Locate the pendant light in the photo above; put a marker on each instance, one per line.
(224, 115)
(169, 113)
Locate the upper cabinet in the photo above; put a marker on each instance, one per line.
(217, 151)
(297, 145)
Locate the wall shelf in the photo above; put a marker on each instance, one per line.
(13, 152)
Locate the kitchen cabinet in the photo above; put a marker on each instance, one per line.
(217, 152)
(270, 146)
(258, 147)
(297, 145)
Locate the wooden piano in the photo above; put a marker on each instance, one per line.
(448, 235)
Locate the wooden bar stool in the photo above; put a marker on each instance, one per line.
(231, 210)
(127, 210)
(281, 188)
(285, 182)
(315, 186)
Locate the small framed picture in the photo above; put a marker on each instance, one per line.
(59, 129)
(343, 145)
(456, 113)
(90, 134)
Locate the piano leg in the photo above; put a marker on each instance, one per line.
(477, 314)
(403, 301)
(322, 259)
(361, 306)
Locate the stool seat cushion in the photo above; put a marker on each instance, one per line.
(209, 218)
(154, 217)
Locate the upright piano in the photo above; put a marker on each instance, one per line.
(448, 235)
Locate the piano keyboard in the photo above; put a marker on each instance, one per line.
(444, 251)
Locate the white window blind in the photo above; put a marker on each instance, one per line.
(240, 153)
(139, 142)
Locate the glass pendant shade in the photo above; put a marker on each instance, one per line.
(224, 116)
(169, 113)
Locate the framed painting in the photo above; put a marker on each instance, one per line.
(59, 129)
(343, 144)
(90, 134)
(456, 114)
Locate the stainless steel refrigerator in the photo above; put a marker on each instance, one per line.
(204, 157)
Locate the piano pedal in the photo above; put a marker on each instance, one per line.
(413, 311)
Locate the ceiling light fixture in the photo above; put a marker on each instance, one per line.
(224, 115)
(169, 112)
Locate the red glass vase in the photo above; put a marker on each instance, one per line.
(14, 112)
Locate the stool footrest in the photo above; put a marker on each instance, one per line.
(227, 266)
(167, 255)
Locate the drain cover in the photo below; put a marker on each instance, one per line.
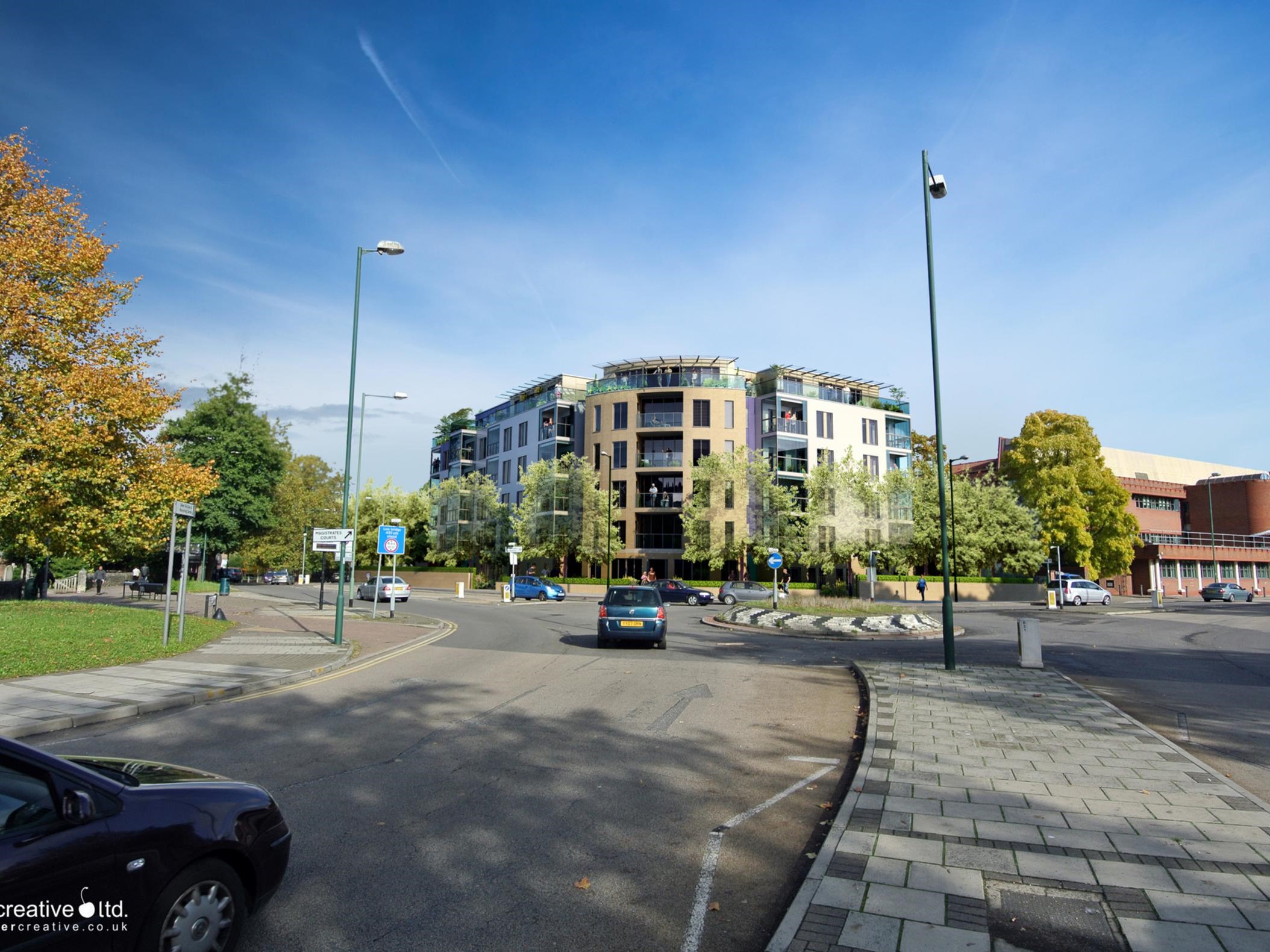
(1043, 919)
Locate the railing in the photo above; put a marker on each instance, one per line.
(662, 460)
(1204, 540)
(662, 419)
(660, 500)
(647, 381)
(783, 426)
(658, 540)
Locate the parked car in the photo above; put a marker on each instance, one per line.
(676, 591)
(1225, 591)
(184, 854)
(533, 586)
(384, 588)
(631, 614)
(733, 592)
(1078, 592)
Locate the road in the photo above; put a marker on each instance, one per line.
(451, 797)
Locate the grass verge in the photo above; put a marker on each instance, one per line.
(46, 638)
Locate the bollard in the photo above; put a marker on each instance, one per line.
(1029, 644)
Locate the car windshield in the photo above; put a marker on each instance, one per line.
(631, 598)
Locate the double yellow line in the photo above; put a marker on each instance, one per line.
(448, 629)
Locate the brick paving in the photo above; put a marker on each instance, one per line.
(998, 807)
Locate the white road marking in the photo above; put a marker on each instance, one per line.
(714, 844)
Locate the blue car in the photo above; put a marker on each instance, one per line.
(631, 614)
(533, 586)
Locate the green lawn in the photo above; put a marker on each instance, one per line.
(45, 638)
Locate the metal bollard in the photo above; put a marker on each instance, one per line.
(1029, 644)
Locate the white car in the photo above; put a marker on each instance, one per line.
(384, 588)
(1080, 592)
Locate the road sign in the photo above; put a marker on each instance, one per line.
(392, 540)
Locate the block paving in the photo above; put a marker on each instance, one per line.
(993, 803)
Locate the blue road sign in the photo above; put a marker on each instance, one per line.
(392, 540)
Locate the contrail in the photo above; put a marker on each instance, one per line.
(403, 101)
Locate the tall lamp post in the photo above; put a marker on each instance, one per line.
(608, 534)
(1212, 528)
(384, 248)
(957, 596)
(357, 485)
(934, 187)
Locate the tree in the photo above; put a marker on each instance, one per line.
(308, 494)
(249, 455)
(1056, 464)
(79, 473)
(457, 420)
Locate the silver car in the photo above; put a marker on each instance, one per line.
(733, 592)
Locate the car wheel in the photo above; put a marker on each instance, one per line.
(202, 908)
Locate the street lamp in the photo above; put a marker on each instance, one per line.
(384, 248)
(608, 534)
(957, 596)
(935, 187)
(1212, 527)
(357, 487)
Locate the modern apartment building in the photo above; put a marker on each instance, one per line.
(655, 417)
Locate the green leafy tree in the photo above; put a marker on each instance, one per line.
(247, 452)
(1056, 464)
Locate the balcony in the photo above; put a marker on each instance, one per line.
(658, 500)
(660, 540)
(784, 426)
(663, 460)
(671, 420)
(680, 379)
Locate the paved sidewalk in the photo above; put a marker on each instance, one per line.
(1005, 809)
(275, 642)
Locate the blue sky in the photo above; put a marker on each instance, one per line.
(582, 182)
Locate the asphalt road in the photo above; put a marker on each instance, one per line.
(452, 796)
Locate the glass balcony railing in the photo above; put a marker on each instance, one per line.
(658, 540)
(680, 379)
(781, 426)
(661, 459)
(661, 419)
(658, 500)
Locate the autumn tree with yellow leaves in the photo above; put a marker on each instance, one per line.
(80, 471)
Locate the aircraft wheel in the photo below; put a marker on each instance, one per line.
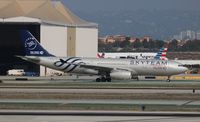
(103, 79)
(168, 79)
(98, 80)
(108, 79)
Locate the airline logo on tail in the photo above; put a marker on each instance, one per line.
(101, 55)
(162, 54)
(31, 45)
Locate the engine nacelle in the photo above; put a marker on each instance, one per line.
(121, 75)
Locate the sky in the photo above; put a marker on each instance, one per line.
(115, 5)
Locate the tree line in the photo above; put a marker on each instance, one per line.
(149, 46)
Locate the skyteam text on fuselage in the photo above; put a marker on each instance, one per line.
(106, 68)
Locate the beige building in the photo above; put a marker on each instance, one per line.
(60, 31)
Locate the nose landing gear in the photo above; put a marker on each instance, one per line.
(168, 79)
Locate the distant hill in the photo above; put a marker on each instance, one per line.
(160, 24)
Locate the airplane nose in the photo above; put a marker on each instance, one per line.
(183, 69)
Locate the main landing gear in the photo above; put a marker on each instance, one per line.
(103, 79)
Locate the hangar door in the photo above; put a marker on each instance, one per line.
(10, 46)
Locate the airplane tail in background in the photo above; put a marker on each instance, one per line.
(162, 54)
(31, 45)
(101, 55)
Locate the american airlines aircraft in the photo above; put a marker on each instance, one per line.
(107, 69)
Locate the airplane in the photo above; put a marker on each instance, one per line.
(160, 55)
(107, 69)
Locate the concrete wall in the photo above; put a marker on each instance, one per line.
(86, 42)
(54, 40)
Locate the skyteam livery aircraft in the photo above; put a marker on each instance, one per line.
(107, 69)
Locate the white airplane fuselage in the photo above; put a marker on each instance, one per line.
(135, 67)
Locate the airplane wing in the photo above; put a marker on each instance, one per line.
(101, 68)
(104, 68)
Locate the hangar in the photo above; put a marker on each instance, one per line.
(60, 31)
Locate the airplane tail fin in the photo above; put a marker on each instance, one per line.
(31, 45)
(100, 55)
(162, 54)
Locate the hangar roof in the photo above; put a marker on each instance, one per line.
(47, 11)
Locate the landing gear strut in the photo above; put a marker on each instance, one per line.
(168, 79)
(103, 79)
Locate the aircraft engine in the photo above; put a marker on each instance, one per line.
(121, 75)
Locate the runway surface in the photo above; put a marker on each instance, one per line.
(39, 90)
(104, 101)
(97, 116)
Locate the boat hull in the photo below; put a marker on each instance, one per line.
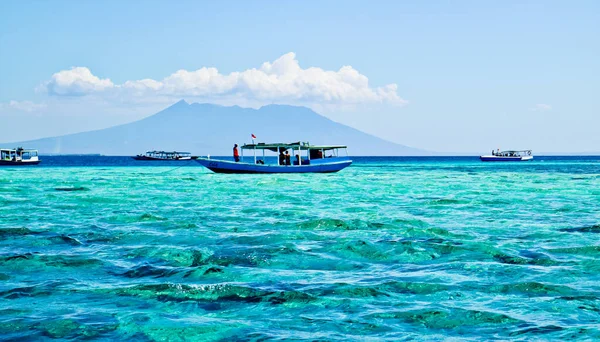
(505, 159)
(322, 166)
(18, 163)
(162, 159)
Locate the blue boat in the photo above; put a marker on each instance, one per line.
(308, 159)
(511, 156)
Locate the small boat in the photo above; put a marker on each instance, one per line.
(523, 155)
(163, 155)
(18, 157)
(308, 159)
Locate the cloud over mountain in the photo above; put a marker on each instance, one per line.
(282, 81)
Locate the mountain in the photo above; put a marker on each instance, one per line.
(212, 129)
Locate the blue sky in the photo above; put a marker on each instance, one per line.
(469, 75)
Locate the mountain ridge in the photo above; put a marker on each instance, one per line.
(203, 128)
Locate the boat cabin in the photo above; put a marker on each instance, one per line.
(292, 154)
(164, 155)
(18, 155)
(522, 153)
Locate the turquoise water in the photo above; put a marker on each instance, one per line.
(387, 249)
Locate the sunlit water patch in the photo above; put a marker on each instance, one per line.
(389, 248)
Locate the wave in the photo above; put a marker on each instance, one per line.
(585, 229)
(214, 292)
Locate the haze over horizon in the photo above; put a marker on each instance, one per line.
(453, 77)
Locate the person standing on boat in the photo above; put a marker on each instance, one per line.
(236, 154)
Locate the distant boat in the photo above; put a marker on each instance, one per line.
(163, 155)
(316, 159)
(523, 155)
(18, 157)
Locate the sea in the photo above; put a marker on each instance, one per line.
(388, 249)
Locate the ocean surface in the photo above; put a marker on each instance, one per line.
(108, 248)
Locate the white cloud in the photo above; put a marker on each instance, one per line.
(23, 106)
(541, 107)
(282, 81)
(77, 81)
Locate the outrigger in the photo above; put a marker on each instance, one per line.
(523, 155)
(18, 157)
(307, 159)
(163, 155)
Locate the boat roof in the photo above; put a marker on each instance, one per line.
(515, 151)
(18, 149)
(294, 145)
(168, 152)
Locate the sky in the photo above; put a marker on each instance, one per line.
(445, 76)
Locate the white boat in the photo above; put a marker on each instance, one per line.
(163, 155)
(18, 156)
(522, 155)
(308, 159)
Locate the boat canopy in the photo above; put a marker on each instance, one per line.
(166, 153)
(304, 146)
(516, 151)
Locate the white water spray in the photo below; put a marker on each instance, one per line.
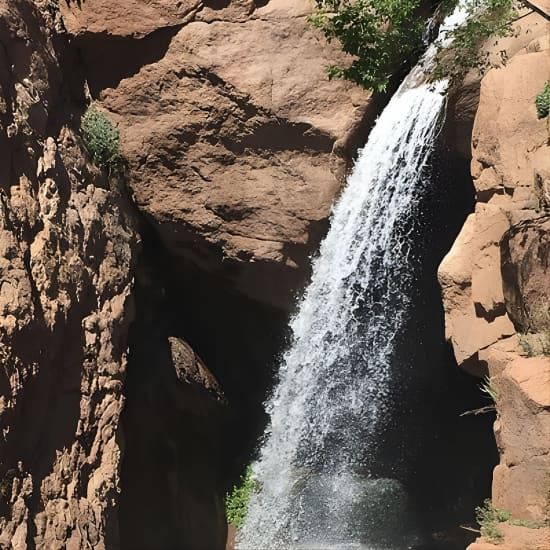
(334, 390)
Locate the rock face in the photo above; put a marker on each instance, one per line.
(495, 281)
(237, 142)
(67, 248)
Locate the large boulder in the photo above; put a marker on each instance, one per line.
(236, 141)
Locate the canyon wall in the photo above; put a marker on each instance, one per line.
(68, 244)
(496, 279)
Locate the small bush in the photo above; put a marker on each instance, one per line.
(542, 101)
(102, 139)
(382, 35)
(486, 19)
(236, 502)
(488, 518)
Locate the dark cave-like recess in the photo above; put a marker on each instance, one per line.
(182, 450)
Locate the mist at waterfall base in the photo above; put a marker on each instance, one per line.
(335, 467)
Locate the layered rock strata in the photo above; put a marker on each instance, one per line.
(496, 283)
(68, 244)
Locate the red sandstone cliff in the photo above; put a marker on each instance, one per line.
(496, 280)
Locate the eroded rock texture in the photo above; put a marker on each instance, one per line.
(495, 281)
(236, 139)
(67, 248)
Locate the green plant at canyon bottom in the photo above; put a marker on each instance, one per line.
(542, 101)
(102, 140)
(489, 518)
(236, 502)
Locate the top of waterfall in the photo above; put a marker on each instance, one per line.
(418, 74)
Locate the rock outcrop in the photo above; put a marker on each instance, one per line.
(495, 281)
(68, 244)
(236, 140)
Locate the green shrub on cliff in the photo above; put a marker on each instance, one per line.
(542, 101)
(382, 35)
(486, 19)
(102, 139)
(488, 518)
(385, 36)
(236, 502)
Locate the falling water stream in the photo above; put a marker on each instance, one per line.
(317, 488)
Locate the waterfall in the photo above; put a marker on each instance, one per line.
(334, 390)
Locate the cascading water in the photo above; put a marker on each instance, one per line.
(317, 488)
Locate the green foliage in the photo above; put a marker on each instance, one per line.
(542, 101)
(381, 34)
(488, 518)
(529, 523)
(236, 502)
(102, 139)
(486, 19)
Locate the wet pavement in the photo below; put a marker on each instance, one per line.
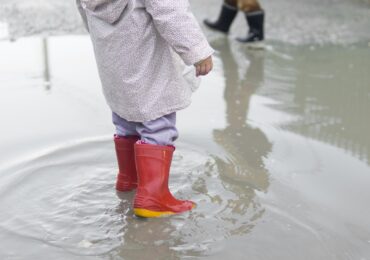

* **AIM OF THE EXERCISE**: From the line containing "Locate the waterfall" through the end of the entries, rewrite the lines with "cascading water" swapped for "rushing water" and everything else unchanged. Leave the pictures out.

* **ANSWER BELOW**:
Locate the waterfall in the photo above; put a marker on each instance, one per line.
(334, 390)
Locate the rushing water in the photo above; put a marker on each instance, one per line.
(317, 488)
Locate the green foliage in the photo above; put a marker on each instance, one per line.
(542, 101)
(381, 34)
(488, 518)
(529, 523)
(236, 502)
(102, 139)
(486, 19)
Locate the wet pavement in the photo below; put a marker on each instance, one per line.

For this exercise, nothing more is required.